» THE PROBLEM: Copy all of the material below line for line, leaving every character unchanged.

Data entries
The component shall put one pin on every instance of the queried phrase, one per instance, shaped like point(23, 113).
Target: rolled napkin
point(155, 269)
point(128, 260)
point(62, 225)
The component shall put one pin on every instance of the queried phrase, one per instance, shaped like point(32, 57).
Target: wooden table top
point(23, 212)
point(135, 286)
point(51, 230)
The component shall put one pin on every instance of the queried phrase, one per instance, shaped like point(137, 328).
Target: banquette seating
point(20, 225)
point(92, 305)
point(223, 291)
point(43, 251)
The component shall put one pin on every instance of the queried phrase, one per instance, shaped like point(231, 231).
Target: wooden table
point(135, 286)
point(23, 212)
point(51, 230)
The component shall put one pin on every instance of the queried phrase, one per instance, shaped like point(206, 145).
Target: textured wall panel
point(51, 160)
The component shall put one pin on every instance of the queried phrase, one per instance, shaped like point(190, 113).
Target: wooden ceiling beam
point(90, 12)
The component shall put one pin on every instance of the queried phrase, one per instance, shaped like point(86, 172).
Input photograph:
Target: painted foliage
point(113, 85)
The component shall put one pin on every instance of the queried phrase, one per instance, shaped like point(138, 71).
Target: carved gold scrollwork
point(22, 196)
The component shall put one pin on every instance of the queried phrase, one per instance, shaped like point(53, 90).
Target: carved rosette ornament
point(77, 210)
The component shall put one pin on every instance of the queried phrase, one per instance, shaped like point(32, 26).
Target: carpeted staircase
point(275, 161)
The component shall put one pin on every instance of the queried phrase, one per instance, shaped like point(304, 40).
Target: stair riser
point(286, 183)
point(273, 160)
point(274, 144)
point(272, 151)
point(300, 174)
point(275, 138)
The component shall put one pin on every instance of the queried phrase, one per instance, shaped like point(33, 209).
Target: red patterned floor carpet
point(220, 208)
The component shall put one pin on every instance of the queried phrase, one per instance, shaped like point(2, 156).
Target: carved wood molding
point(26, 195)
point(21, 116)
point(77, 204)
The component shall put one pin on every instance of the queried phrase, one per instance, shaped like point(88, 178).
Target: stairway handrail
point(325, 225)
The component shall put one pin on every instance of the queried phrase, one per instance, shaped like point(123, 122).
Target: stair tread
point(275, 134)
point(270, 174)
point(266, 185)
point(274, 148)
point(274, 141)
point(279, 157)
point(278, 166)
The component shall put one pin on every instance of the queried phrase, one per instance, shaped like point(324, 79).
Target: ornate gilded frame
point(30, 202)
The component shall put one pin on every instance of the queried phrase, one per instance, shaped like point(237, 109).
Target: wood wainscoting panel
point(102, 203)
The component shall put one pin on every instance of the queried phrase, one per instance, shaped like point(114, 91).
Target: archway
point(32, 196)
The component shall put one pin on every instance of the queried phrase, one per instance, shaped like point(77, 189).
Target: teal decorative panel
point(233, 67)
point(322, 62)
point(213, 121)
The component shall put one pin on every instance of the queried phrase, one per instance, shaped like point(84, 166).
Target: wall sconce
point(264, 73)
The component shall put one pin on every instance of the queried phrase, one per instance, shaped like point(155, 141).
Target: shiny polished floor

» TASK RESPONSE:
The component shall put one pin on every instance of the queried phrase, one per instance, shaped like point(23, 113).
Target: rolled napkin
point(155, 269)
point(128, 260)
point(62, 225)
The component shall put one pin on every instance of the queried phrase, one per instance, shaped like point(32, 57).
Target: wooden table top
point(23, 212)
point(135, 286)
point(51, 230)
The component shall put one pin on every instance of the queried phrase, one per instance, shaped like point(137, 328).
Target: banquette seating
point(20, 225)
point(92, 305)
point(223, 291)
point(43, 251)
The component shall put one pin on every instance of the queried phrase, one per instance, shaped like point(231, 231).
Target: wooden table
point(135, 286)
point(23, 212)
point(51, 230)
The component shall put one pin on every instance of the queried phrase, one per instance, shaped like point(206, 145).
Target: textured wall panel
point(51, 160)
The component shall put one pin on every instance of the queried phrase, one per instance, shaped like point(190, 113).
Target: wooden ceiling beam
point(90, 12)
The component shall put one pin on every instance of the queried phrase, one per instance, shaped like point(86, 172).
Input photograph:
Target: painted foliage
point(113, 85)
The component shall put one pin on every instance of the queried phrase, one per instance, shaped like point(138, 71).
Target: carved gold scrollwork
point(22, 196)
The component shall put one pin on every instance of the queried phrase, one per instance, shaped like point(53, 90).
Target: carved rosette ornament
point(77, 210)
The component shall put one pin on every instance of the queried phrase, one per instance, shaped like point(32, 26).
Target: carpeted staircase
point(275, 161)
The component shall put one pin on every instance of the queried phrase, one per instance, shaped like point(304, 40).
Target: stair riser
point(286, 183)
point(273, 160)
point(274, 144)
point(272, 151)
point(300, 174)
point(275, 138)
The component shall put one pin on every instance of the queried phrase, one per instance, shaped like point(33, 209).
Target: red patterned floor carpet
point(220, 208)
The component shall put one pin on every instance of the queried phrase, one per instance, shaped like point(2, 156).
Target: carved wood molding
point(26, 195)
point(21, 116)
point(77, 204)
The component shall put one pin on every instance of the queried phrase, one per instance, shaped like point(88, 178).
Target: stairway handrail
point(325, 225)
The component shall put one pin on every instance of the queried phrase, one per instance, shaped like point(123, 122).
Target: stair tread
point(275, 134)
point(270, 174)
point(266, 185)
point(274, 148)
point(274, 141)
point(279, 157)
point(278, 166)
The component shall put one pin on every instance of the queried phrase, one per instance, shaped like point(324, 79).
Target: ornate gilded frame
point(30, 202)
The component shall put one pin on every instance of the queried phrase, one per instance, shaped like point(237, 109).
Target: wood wainscoting panel
point(102, 203)
The component shall put one pin on every instance of the queried phrase, one per instance, shaped like point(114, 91).
Target: archway
point(32, 196)
The component shall put one pin on every instance of the queried phrase, one per instance, shaped like point(77, 189).
Target: teal decorative panel
point(233, 67)
point(322, 62)
point(213, 121)
The component shall put one pin on every instance of the queried phrase, one per instance, shaped like point(84, 166).
Target: wall sconce
point(264, 73)
The component shall put one pin on every instance of the queried phrase, one per instance, shaped like point(155, 141).
Target: shiny polished floor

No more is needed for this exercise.